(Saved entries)
|---|

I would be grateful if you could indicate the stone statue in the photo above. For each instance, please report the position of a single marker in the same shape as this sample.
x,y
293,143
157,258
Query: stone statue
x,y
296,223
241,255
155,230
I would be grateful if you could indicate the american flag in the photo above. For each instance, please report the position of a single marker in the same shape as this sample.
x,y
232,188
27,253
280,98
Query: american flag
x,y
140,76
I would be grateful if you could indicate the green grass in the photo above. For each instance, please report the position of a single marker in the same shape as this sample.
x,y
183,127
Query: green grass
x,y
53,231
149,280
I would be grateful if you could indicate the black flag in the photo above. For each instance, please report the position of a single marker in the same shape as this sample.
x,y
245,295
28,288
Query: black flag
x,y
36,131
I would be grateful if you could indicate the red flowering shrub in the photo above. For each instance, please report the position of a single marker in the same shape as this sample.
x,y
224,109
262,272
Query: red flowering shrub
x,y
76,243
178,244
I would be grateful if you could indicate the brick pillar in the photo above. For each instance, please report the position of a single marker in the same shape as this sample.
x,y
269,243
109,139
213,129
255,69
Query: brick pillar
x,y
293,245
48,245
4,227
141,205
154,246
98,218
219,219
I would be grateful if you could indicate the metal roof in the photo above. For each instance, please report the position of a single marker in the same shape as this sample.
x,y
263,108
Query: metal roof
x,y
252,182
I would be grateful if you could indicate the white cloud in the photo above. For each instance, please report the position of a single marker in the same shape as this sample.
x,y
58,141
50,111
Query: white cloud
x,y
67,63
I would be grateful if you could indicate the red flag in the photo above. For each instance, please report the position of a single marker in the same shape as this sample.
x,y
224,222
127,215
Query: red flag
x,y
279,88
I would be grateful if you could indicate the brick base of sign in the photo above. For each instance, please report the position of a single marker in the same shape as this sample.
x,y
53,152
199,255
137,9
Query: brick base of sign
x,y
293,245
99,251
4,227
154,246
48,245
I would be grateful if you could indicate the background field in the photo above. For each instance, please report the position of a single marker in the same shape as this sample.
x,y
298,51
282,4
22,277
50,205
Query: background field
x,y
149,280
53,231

|---|

A verbatim restatement of all the entries above is required.

I would be grateful if you could indicate the stone statue in the photo above. For each instance, please report the position of a single marker in the same shape as this sample.
x,y
293,143
157,258
Query: stone statue
x,y
296,223
241,255
155,230
I would be grateful if you could indicate the american flag in the photo above. For each instance, please report the position of a single marker in the same shape as this sample.
x,y
232,188
27,253
280,98
Query: american flag
x,y
140,76
I would be grateful if you could indicate the green grass in the photo above. For each instance, please report the position of a single marker in the same shape as this sample.
x,y
183,127
Query: green grass
x,y
53,231
149,280
I would be grateful if you could indicate the black flag in the photo above. For each instance, please report the position of a single marker in the same shape as this sample.
x,y
245,295
28,288
Query: black flag
x,y
36,131
I would be grateful if you could indicate the red flowering shrub in the photo above. For each instance, please report the position of a single marker in the same shape as this sample.
x,y
224,109
262,272
Query: red flowering shrub
x,y
76,243
178,244
I would be grateful if you could indicate the brick pillar in the photo above. For each instance, please report the position of a single marker in the same shape as this sample.
x,y
269,243
109,139
213,129
255,69
Query: brick pillar
x,y
293,245
48,245
4,227
141,205
154,246
98,218
219,219
I would be grateful if you could indicate the metal roof in the photo above. For each instance, please report the position of a single marker in the same shape as this sample.
x,y
263,108
Query: metal roof
x,y
252,182
I would be grateful if you could indicate the white cloud in the photo above. For each instance, please report the position of a single marker in the same shape as this sample.
x,y
58,141
50,111
Query: white cloud
x,y
67,63
I would be grateful if you could indicate the red flag in the photo above. For each instance, please report the position of a single marker in the same shape as this sample.
x,y
224,222
127,215
Query: red flag
x,y
279,88
I would be grateful if you could indicate the brick base of sign in the photo above. For each instance, please report the position of a single marker in the same shape as this sample.
x,y
53,152
199,255
137,9
Query: brick base of sign
x,y
293,245
99,251
4,227
154,246
48,245
I would be grateful if you could indicate the background field in the photo above. For each instance, please report the position of a single marker in the same shape as this sample.
x,y
298,51
282,4
22,277
50,205
Query: background field
x,y
149,280
53,231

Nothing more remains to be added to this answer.